TASK SET:
a. According to the abrasive wheel claims, what share of abrasive grains does the abrasive disk in claim 4 consist essentially of?
b. Please continue the abrasive wheel claims from the end of the last claim shown.

------ PAGE

2. The abrasive wheel of claim 1 in which the abrasive grains are about 0.5-100 μm in size and the grain-reinforced abrasive disk has an elastic modulus value of at least about 100 GPa.
3. The abrasive wheel of claim 2 in which the elastic modulus value is at least about twice as high as the elastic modulus value of the same sintered bond composition free of abrasive grains.
4. The abrasive wheel of claim 3 in which the abrasive disk consists essentially of about 15-30 vol. % of abrasive grains.
5. The abrasive wheel of claim 4 in which the active metal is selected from the group consisting of titanium, zirconium, hafnium, chromium, tantalum, and a mixture of at least two of them.
6. The abrasive wheel of claim 5 in which the abrasive grains are free of active metal coating.
7. The abrasive wheel of claim 5 in which the abrasive grains are coated with a macromolecular thickness layer of metal.
8. The abrasive of claim 1 in which the metal component comprises a metal alloy or metal compound containing a material selected from the group consisting of boron, silicon, and compounds and combinations thereof.
9. The abrasive wheel of claim 1 which is monolithic.
10. The abrasive wheel of claim 1 in which the metal component is selected from the group consisting of copper, tin, cobalt, iron, nickel, silver, zinc, antimony, manganese, metal carbide and alloys of at least two of them.

------------
------ RAW DATA

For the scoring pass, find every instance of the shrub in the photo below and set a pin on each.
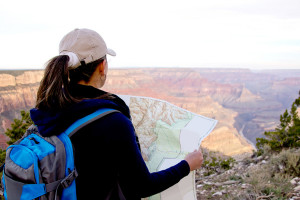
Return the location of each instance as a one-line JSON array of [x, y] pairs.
[[287, 133]]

------------

REPLIES:
a. About 15-30 vol. %

b.
11. The abrasive wheel of claim 10 in which the sintered bond comprises
(a) about 45-75 wt % copper;
(b) about 20-35 wt % tin; and
(c) about 5-20 wt % active metal in which the total of (a), (b) and (c) is 100 wt %.
12. The abrasive wheel of claim 11 in which the active metal is selected from the group consisting of titanium, zirconium, hafnium, chromium, tantalum, and a mixture of at least two of them.
13. The abrasive wheel of claim 12 in which the active metal is titanium.
14. The abrasive wheel of claim 1 in which abrasive grains are of an abrasive selected from the group consisting of diamond, cubic boron nitride, silicon carbide, fused aluminum oxide, microcrystalline alumina, silicon nitride, boron carbide, tungsten carbide and mixtures of at least two of them.
15. The abrasive wheel of claim 14 in which the abrasive grains are diamond.
16. The abrasive wheel of claim 1 consisting essentially of the abrasive disk which has a circumferential rim of diameter of about 40-120 mm, which defines an axial arbor hole of about 12-90 mm, which has uniform width in the range of about 100-500 μm and which consists essentially of diamond grains and a sintered bond comprising about 59.5 wt % copper, 24 wt % tin and 16.5 wt % titanium.
17. The abrasive wheel of claim 16 in which the uniform width is in the range of about 100-200 μm.
18. An abrasive wheel comprising a straight, grain-reinforced abrasive disk having a uniform width and an aspect ratio of about 20-6000 to 1, consisting essentially of about 2.5-50 vol. % abrasive grains and a complemental amount of a bond comprising a metal component and an active metal which forms a chemical metal bond with the abrasive grains on sintering, the active metal and abrasive grains being present in an amount effective to produce a grain-reinforced abrasive disk having an elastic modulus value at least 10% higher than the elastic modulus value of an abrasive disk of same composition but free of active metal.

This invention relates to thin abrasive wheels for abrading very hard materials such as those utilized by the electronics industry.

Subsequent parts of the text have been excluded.